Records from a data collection
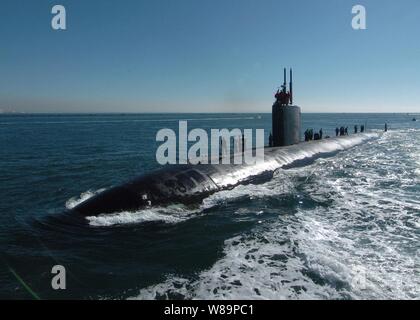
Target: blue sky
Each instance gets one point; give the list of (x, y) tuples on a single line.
[(208, 56)]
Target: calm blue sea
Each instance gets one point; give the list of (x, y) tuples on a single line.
[(344, 227)]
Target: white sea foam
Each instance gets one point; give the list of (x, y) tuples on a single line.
[(73, 202), (360, 241)]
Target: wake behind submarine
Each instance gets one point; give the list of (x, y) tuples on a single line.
[(190, 184)]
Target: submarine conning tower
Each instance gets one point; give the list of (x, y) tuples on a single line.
[(285, 116)]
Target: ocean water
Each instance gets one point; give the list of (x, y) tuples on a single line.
[(344, 227)]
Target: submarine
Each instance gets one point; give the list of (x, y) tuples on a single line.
[(189, 184)]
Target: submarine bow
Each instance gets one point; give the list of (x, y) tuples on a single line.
[(188, 184)]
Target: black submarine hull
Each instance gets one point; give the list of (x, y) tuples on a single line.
[(189, 184)]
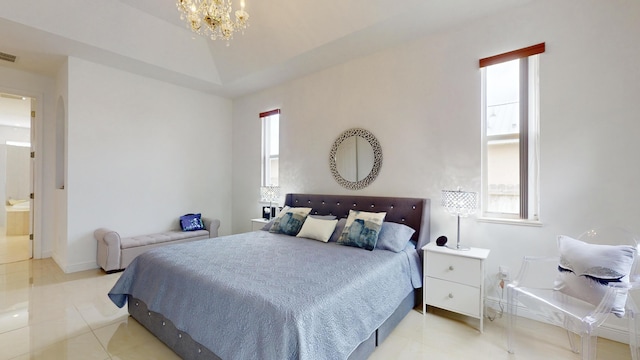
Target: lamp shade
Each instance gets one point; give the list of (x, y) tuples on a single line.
[(459, 203), (270, 193)]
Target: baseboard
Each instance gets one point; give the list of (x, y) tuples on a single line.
[(607, 331), (79, 267)]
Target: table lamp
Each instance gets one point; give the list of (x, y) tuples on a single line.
[(461, 204)]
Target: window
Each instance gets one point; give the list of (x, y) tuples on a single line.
[(270, 146), (510, 146)]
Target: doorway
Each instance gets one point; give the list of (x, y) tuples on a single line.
[(16, 177)]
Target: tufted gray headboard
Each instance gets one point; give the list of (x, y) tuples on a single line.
[(413, 212)]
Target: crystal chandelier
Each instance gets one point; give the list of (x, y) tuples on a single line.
[(212, 17)]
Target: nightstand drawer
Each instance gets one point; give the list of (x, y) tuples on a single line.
[(459, 298), (459, 269)]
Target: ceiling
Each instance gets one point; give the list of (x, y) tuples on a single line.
[(286, 39)]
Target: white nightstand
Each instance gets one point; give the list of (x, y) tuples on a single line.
[(257, 224), (454, 280)]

WHAT THE TASK REQUIRES - Print all of the lines above word for word, leaving out the pictures.

RESPONSE TO THE EXERCISE -
Target: blue sky
Each instance gets one point; give the list of (x, y) tuples on a single line.
[(208, 56)]
Target: calm blue sea
Each instance gets one point; give the list of (x, y) tuples on a single line.
[(344, 227)]
Target: white sea foam
Each instance gets one point; give the list of (x, y) tuples on a single line.
[(73, 202), (360, 241)]
Target: wake behind submarine
Each instance gets one point; give the list of (x, y) tuples on a single line.
[(190, 184)]
Target: submarine conning tower
Each instance gets one point; give the list of (x, y) tuples on a single line.
[(285, 116)]
Target: ocean water
Each instance gets one point; give the list of (x, y) tuples on a single line.
[(344, 227)]
Target: submarine
Each instance gets one point; give the list of (x, y) tuples on a single line.
[(189, 184)]
Target: submarine bow
Each instance gets one point; give the list of (x, y) tuples on a single line.
[(188, 184)]
Target: black submarine hull
Each instance gets one point; give the list of (x, y) tuples on a single line.
[(189, 184)]
Target: lamp shade
Each instance gets one point; give the list of (x, y) tuples on a single line.
[(459, 203), (270, 193)]
Target: baseboard
Each instance gets one point; give the list of (x, y) tuples on a single line.
[(607, 331), (79, 267)]
Target: table lamp
Each instance gets one point; give the list of (x, y) tuples on a single line.
[(461, 204)]
Target: window
Each instance gets one point; give the list of (x, y) tuples on a single line.
[(270, 146), (510, 146)]
Target: doorway
Each instance gets one point; give the list of (x, y) tuples on a single line.
[(16, 177)]
Target: tufted gray headboard
Each instance gets one point; give the list of (x, y) tuples on a single line.
[(413, 212)]
Target: crystal chandelier
Each instance gets one point; give the list of (x, y) tuples on a single line.
[(212, 17)]
Target: nightstand drawer
Each instance gets one point; give the list of (x, y) tuples on a single line.
[(459, 298), (459, 269)]
Target: ceiling
Each instance gets one point; give the list of (x, y) tuples on a single line.
[(286, 39)]
Target: white nightstand
Each instance gets one point; give the list of (x, y) tuples on a single line.
[(257, 224), (454, 280)]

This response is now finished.